**Work required:**
Copy out, unchanged, the part of the records that opens with the line containing "Please put a marker on the leaf" and closes with the last line of the records.

**Data in this exercise:**
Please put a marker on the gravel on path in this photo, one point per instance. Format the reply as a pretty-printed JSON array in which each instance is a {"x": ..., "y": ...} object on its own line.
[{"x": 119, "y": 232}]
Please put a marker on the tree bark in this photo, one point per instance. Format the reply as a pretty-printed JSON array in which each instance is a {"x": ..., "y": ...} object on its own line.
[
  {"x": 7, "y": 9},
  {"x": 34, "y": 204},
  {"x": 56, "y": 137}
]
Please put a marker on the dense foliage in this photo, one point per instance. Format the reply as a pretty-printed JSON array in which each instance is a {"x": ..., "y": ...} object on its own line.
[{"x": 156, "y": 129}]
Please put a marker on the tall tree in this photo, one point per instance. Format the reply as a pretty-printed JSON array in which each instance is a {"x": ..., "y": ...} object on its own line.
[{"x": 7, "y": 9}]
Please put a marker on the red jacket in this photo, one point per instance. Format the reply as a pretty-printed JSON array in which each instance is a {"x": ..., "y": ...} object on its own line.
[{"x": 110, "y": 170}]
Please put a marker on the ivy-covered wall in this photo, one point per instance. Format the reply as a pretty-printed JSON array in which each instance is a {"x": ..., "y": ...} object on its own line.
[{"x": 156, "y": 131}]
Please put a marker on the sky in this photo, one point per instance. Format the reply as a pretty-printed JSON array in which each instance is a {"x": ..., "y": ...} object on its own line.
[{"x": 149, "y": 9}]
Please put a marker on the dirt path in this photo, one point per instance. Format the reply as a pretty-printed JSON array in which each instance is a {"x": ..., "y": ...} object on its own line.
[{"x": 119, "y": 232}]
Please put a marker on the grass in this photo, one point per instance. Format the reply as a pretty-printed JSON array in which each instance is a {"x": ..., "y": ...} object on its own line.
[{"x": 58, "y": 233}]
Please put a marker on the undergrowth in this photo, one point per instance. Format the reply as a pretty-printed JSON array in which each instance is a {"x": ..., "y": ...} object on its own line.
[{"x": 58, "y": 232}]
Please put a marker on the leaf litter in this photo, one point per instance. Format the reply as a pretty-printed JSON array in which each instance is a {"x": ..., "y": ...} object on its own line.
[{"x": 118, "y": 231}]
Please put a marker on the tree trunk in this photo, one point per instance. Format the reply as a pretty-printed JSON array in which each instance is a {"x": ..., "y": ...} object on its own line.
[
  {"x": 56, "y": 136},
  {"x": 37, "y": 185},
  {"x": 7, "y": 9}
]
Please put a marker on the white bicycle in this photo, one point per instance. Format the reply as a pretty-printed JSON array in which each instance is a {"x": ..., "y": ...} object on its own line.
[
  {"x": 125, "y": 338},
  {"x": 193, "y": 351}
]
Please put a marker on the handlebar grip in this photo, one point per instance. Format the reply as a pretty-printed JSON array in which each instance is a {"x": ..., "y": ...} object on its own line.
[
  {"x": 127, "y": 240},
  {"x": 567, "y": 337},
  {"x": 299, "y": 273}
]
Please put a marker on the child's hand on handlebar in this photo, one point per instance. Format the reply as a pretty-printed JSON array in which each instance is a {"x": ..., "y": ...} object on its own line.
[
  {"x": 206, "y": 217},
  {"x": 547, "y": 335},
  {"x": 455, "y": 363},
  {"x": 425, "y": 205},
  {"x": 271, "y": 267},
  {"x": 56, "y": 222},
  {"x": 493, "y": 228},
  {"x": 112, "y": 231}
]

**The result:**
Please put a marker on the leaf litter in this photo, one point per instance. Format the reply as a pretty-printed JSON array in which each instance is a {"x": ..., "y": ...} object on its own line.
[{"x": 118, "y": 231}]
Please put a marker on the tree trunk in this photo, one point per instance. Format the reply as a pretty-printed JSON array in which each instance is a {"x": ..., "y": ...} object on its own line.
[
  {"x": 56, "y": 136},
  {"x": 37, "y": 185},
  {"x": 7, "y": 9}
]
Please put a marker on the white bicycle in this photo, one point per instance. Format the reply as a pretty-printed JSON array in which each instance is a {"x": ..., "y": ...} object on its own line.
[
  {"x": 125, "y": 338},
  {"x": 193, "y": 351}
]
Please put a marker on the handlebar grip in this photo, one point per instance. Format the reply as a pretty-printed JSON array in which each instance is a {"x": ..., "y": ...} object on its own line.
[
  {"x": 127, "y": 240},
  {"x": 567, "y": 337},
  {"x": 299, "y": 273}
]
Please put a marker on the child's hand on handlebar in this photo, one point per instance. Format the reply as a pretty-printed JSON array in which each instance is a {"x": ..., "y": ...} object on its own line.
[
  {"x": 206, "y": 217},
  {"x": 547, "y": 335},
  {"x": 455, "y": 363},
  {"x": 425, "y": 205},
  {"x": 271, "y": 267},
  {"x": 56, "y": 222},
  {"x": 493, "y": 228},
  {"x": 112, "y": 231}
]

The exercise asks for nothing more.